= CHALLENGE A =
Rewrite the paragraph beginning "Greg served in Vietnam" from the memorial entry for Gregory C. Schoper below as a brief bulleted list that keeps its main facts.

** BEGIN TEXT EXCERPT **

Gregory C. Schoper


1968

Parks and Recreation

Pershing Rifles, Pledge Platoon Assistant Commander, 4th Regimental Headquarters Staff, ROTC Brigade Staff, Society of Military Engineers

Huntsville, AL

Former Sherry McKee, Clemson class of 1967; 1 Son

Army, First Lieutenant

2nd Battalion, 8th Cavalry, 1st Cavalry Division

Silver Star, Bronze Star with Oak Leaf Cluster, Purple Heart, Air Medal, National Defense Service Medal, Vietnam Service Medal, Republic of Vietnam Gallantry Cross Unit Citation with Palm, Republic of Vietnam Campaign Medal, Combat Infantry Badge, Parachutist Badge, Expert Rifleman's Badge

Aug 18, 1945

Feb 14, 1970

Killed in Action; In Tay Nihn, Vietnam. Hostile ground casualty. Small arms fire.

Lt. Schoper's body was recovered and buried in Arlington National Cemetery, Arlington, VA

SW

Personal Remembrances

"Greg graduated from Clemson in 1968.  Greg participated in basic and advanced Army ROTC while at Clemson.  You might check the records from 1967 ROTC summer camp at Ft Bragg.  I believe he was the top cadet.  As a Distinguished Military Graduate, Greg was commissioned 2LT in the U.S. Army. He completed Infantry Basic and Advanced training and airborne training.  He might have completed Ranger training but I cannot say for sure.

Greg served in Vietnam (not sure of the dates) from late summer/early fall 1969 with the 1st Cavalry.  Greg was killed in action on Valentine Day, 1970.  Greg's purpose in life was to be an infantry officer; he died doing exactly what he wanted to do.  Greg comes from a military family; his father was killed during the Korean War.

While at Clemson, Greg was a member of the Pershing Rifles from 1964 through 1968.  Greg married Sherry McKee after graduation.  He and Sherry had a son. I think they named him Gregory.  Sherry is also a Clemson graduate.  She remarried some time afterward and I lost track of them.  Hopefully you have a way to contact her as an alumna."

** END TEXT EXCERPT **

= CHALLENGE B =
In the records, start with the line containing "Pin the blue tennis" and continue through the end of the records, swapping "Submission" for "Response". Reproduce only those lines, with everything else left unchanged.

** BEGIN STORED DATA **

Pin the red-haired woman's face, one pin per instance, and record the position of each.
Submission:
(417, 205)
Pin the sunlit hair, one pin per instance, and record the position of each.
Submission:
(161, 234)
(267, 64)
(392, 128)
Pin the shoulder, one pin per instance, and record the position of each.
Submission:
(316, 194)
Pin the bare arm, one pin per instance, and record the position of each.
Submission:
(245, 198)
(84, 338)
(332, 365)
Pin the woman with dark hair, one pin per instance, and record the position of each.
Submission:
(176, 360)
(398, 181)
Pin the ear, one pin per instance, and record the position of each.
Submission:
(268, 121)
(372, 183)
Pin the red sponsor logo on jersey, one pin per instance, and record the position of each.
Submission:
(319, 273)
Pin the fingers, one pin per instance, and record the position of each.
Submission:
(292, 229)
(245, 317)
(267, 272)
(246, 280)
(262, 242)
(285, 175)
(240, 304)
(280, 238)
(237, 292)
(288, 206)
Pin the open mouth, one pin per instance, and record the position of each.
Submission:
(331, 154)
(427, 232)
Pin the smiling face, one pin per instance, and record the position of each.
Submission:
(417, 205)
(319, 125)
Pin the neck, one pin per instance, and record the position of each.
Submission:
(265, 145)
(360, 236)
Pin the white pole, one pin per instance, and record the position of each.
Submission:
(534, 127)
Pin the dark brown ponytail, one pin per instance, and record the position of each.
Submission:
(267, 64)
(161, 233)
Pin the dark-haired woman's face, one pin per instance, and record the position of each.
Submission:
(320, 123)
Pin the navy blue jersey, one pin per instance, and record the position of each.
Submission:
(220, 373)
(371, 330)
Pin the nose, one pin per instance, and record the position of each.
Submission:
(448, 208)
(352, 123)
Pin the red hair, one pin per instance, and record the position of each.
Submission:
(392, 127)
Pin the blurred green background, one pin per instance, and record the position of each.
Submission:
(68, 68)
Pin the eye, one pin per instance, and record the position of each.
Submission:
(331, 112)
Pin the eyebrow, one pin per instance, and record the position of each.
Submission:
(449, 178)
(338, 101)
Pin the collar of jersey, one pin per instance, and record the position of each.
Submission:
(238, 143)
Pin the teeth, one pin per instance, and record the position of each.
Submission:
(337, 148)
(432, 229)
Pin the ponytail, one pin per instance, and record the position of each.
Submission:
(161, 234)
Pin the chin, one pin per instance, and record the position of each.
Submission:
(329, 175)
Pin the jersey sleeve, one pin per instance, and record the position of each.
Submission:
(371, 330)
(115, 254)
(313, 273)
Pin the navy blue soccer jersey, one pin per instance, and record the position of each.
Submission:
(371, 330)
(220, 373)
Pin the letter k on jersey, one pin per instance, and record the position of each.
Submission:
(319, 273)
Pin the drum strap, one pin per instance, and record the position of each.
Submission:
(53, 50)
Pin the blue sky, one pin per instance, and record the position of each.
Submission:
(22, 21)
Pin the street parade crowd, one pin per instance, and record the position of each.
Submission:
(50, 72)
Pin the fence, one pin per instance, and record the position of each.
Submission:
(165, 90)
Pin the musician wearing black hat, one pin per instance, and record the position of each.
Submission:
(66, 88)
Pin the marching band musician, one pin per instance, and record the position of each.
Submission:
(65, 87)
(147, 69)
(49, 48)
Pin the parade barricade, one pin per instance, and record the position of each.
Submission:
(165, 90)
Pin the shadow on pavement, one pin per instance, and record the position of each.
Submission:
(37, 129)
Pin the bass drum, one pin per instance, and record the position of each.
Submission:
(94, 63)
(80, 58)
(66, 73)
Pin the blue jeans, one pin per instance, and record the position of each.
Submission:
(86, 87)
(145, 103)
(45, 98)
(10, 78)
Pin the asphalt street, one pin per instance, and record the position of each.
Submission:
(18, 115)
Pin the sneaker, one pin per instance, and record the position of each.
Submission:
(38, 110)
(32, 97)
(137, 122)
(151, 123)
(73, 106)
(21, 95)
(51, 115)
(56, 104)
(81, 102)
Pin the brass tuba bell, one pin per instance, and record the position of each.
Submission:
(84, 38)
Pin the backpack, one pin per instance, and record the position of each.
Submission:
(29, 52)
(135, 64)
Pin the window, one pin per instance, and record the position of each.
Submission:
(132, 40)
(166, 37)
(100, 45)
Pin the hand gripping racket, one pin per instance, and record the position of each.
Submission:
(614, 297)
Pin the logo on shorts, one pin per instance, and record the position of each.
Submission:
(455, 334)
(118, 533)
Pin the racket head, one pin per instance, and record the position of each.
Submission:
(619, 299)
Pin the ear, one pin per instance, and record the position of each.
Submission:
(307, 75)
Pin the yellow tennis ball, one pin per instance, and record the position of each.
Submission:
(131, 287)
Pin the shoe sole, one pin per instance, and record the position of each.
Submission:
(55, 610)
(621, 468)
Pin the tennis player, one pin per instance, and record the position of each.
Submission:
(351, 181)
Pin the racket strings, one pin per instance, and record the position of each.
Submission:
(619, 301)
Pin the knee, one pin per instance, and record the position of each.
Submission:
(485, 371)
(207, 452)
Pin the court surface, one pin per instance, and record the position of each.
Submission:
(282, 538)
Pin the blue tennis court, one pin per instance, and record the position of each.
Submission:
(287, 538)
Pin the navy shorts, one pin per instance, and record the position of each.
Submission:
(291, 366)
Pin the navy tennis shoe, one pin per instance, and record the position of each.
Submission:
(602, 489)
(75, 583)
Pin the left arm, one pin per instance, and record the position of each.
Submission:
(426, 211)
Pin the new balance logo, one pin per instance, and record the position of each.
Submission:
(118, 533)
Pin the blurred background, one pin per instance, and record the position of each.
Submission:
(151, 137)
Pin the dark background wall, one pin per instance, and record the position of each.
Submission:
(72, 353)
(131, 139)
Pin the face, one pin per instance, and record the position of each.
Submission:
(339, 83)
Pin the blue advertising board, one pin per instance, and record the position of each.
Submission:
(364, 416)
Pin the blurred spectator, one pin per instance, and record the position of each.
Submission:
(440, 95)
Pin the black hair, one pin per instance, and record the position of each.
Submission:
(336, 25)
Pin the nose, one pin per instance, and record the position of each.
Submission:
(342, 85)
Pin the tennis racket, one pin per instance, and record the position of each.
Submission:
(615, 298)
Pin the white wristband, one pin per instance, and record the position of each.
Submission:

** END STORED DATA **

= FINAL ANSWER A =
- Served in Vietnam with the 1st Cavalry from late summer or early fall 1969; the exact dates are uncertain.
- Killed in action on Valentine's Day, 1970.
- His purpose in life was to be an infantry officer, and he died doing what he wanted to do.
- Came from a military family; his father was killed during the Korean War.

= FINAL ANSWER B =
Pin the blue tennis court, one pin per instance, and record the position of each.
Response:
(287, 538)
Pin the navy shorts, one pin per instance, and record the position of each.
Response:
(291, 366)
Pin the navy tennis shoe, one pin per instance, and record the position of each.
Response:
(602, 489)
(75, 583)
Pin the left arm, one pin per instance, and record the position of each.
Response:
(426, 211)
Pin the new balance logo, one pin per instance, and record the position of each.
Response:
(118, 533)
Pin the blurred background, one pin per instance, and record the position of each.
Response:
(151, 137)
Pin the dark background wall, one pin per instance, and record the position of each.
Response:
(72, 353)
(131, 139)
Pin the face, one pin per instance, and record the position of each.
Response:
(339, 83)
Pin the blue advertising board, one pin per instance, and record the position of each.
Response:
(364, 416)
Pin the blurred spectator, one pin per instance, and record the position of each.
Response:
(440, 95)
Pin the black hair, one pin per instance, and record the position of each.
Response:
(336, 25)
Pin the nose, one pin per instance, and record the position of each.
Response:
(342, 85)
Pin the tennis racket, one pin per instance, and record the position of each.
Response:
(615, 298)
Pin the white wristband, one pin per instance, and record the position of each.
Response:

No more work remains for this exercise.